* Task details:
Since only the total matters, count the lines of these entries containing the word "linen" and write that total alone.

* Task material:
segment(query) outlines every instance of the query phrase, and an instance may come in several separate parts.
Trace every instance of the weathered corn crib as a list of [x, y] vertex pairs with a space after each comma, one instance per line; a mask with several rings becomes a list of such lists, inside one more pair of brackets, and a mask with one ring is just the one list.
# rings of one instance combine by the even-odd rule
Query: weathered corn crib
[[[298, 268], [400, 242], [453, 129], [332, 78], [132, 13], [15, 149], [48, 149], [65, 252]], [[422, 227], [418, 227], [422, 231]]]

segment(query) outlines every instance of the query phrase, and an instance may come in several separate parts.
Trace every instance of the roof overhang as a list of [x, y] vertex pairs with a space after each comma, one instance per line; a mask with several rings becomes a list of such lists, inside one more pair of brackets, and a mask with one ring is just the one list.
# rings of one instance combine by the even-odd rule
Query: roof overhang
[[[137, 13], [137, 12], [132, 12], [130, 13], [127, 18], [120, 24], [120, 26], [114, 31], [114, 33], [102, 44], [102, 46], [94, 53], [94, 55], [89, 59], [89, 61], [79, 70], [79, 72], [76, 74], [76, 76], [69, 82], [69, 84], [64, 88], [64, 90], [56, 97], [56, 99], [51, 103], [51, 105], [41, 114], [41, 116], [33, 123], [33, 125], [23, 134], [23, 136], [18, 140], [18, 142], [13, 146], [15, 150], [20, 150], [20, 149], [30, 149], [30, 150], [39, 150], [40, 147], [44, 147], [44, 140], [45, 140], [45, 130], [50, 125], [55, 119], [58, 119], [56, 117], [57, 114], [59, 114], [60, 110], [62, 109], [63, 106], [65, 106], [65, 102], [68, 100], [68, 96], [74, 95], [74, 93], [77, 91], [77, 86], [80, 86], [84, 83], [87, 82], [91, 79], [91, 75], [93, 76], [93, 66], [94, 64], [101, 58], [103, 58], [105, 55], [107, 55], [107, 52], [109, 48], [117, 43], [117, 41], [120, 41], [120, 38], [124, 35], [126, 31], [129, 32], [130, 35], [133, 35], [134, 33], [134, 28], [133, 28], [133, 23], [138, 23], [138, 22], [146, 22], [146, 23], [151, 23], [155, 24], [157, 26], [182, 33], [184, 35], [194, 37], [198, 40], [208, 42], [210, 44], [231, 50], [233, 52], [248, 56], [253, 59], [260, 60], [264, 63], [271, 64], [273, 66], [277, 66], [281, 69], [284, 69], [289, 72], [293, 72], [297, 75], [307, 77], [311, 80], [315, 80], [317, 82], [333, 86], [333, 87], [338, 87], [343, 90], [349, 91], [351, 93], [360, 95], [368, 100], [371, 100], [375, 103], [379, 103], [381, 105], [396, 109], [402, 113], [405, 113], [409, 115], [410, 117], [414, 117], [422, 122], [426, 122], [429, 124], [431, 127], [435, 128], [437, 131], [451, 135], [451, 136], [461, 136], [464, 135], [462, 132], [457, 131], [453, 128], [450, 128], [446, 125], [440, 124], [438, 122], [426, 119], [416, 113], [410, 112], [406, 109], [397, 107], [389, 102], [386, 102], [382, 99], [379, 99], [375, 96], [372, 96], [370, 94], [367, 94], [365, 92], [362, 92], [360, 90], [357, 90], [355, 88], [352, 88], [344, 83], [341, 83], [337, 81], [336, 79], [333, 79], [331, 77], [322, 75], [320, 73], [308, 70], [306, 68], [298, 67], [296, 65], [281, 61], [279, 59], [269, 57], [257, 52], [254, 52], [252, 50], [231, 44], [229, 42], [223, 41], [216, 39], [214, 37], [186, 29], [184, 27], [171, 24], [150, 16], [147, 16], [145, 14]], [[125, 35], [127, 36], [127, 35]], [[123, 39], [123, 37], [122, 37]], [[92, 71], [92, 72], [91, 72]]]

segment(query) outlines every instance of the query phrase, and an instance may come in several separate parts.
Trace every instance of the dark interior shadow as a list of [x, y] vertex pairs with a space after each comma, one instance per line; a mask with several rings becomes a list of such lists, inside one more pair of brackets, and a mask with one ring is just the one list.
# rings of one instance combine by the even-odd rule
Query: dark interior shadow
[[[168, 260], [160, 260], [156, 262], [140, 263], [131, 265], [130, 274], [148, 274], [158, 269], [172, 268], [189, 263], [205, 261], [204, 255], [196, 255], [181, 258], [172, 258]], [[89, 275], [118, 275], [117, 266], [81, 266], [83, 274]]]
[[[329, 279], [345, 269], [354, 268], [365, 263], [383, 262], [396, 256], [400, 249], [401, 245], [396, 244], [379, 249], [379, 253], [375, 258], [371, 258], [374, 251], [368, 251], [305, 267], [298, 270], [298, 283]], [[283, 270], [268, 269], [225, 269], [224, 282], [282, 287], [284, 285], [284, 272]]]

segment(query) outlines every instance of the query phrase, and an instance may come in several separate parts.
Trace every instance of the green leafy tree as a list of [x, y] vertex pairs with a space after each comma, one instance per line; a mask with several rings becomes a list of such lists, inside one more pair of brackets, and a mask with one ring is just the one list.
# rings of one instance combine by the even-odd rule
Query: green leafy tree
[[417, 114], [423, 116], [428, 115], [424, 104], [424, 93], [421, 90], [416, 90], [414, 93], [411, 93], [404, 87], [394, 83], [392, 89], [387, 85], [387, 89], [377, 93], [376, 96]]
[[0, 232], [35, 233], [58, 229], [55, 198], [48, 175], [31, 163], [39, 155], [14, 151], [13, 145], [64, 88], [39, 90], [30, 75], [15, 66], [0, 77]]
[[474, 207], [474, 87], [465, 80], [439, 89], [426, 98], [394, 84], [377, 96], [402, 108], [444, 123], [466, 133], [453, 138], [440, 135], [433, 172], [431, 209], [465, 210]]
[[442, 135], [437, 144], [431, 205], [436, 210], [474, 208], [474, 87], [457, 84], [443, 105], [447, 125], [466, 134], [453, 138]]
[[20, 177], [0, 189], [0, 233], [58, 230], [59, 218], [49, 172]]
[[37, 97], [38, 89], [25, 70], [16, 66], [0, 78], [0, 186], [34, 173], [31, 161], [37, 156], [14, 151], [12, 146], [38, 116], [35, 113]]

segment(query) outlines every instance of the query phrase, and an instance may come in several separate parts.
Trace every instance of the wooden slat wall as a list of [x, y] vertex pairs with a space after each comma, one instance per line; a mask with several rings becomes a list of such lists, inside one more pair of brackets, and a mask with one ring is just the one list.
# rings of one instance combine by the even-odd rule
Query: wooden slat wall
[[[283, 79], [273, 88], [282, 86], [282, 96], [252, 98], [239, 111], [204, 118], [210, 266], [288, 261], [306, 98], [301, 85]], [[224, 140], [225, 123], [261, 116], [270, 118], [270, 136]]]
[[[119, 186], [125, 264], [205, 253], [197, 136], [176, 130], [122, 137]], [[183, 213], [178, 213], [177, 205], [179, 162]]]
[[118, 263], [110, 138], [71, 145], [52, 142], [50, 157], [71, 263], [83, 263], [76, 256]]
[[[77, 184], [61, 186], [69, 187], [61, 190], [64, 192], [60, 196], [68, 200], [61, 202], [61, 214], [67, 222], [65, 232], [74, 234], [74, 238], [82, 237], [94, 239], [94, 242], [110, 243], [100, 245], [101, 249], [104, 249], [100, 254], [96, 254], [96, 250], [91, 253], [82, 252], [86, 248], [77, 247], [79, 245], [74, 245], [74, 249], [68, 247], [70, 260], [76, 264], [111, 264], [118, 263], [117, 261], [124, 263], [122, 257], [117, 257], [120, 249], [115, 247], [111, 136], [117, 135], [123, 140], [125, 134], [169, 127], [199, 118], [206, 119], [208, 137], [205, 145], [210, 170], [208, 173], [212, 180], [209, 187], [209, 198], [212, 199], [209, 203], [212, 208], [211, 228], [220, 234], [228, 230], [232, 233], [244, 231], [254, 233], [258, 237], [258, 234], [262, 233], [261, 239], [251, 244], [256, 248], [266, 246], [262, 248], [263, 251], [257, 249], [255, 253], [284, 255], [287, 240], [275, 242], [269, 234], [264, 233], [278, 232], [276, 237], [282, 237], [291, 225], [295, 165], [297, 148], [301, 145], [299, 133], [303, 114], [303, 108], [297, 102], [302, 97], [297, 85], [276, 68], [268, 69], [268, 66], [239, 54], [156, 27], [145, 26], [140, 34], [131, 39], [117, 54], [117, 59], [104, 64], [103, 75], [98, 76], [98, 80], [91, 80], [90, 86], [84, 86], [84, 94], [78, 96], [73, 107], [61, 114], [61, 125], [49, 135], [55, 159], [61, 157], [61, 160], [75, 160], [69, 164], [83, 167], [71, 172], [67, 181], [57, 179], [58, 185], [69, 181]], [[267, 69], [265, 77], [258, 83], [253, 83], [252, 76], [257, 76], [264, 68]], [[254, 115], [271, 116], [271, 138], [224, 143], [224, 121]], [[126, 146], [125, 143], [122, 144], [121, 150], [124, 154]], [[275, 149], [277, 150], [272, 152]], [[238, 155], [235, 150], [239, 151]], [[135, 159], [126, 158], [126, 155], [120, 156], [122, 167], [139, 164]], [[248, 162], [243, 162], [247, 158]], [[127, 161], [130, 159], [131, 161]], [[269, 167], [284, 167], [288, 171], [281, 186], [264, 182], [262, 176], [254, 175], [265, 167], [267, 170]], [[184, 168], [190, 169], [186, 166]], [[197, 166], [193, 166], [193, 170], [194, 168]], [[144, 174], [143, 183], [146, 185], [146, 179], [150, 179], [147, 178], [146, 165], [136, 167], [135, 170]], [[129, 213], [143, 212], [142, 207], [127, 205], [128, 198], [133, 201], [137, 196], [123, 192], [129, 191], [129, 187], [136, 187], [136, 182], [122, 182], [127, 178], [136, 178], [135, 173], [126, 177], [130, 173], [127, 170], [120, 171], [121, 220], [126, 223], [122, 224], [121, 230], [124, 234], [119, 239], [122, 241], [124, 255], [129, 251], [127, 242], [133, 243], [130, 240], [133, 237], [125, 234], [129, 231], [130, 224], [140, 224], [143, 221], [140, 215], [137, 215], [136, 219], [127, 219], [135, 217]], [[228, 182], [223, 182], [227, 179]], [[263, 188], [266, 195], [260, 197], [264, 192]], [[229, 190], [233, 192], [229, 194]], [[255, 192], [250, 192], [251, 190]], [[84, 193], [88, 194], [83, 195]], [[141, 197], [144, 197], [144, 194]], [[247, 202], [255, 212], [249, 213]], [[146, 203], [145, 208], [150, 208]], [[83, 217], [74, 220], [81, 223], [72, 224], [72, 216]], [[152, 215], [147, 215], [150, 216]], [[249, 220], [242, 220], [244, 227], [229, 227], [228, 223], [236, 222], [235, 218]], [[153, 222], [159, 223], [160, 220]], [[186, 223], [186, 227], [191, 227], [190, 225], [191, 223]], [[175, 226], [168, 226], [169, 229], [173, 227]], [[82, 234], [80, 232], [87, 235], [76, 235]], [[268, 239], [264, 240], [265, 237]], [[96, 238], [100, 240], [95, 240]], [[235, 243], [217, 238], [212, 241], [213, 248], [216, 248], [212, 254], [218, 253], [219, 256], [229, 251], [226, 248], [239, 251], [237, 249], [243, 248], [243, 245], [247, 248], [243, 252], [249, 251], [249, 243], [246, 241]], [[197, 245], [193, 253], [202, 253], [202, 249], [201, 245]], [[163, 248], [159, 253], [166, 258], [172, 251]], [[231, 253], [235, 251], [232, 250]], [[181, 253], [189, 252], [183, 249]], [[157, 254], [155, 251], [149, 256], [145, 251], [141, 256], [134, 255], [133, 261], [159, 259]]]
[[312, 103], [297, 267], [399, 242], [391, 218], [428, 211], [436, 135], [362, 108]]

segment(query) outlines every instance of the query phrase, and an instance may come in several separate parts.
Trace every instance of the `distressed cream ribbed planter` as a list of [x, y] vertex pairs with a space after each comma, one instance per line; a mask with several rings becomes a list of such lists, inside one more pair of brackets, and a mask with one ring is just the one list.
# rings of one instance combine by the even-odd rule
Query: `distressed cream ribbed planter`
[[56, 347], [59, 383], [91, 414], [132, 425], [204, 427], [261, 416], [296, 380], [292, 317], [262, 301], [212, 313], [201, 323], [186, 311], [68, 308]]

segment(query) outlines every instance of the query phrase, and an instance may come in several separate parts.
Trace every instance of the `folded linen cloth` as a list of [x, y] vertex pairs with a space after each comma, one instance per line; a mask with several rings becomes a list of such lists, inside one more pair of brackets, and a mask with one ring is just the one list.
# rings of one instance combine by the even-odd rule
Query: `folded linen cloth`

* Exercise result:
2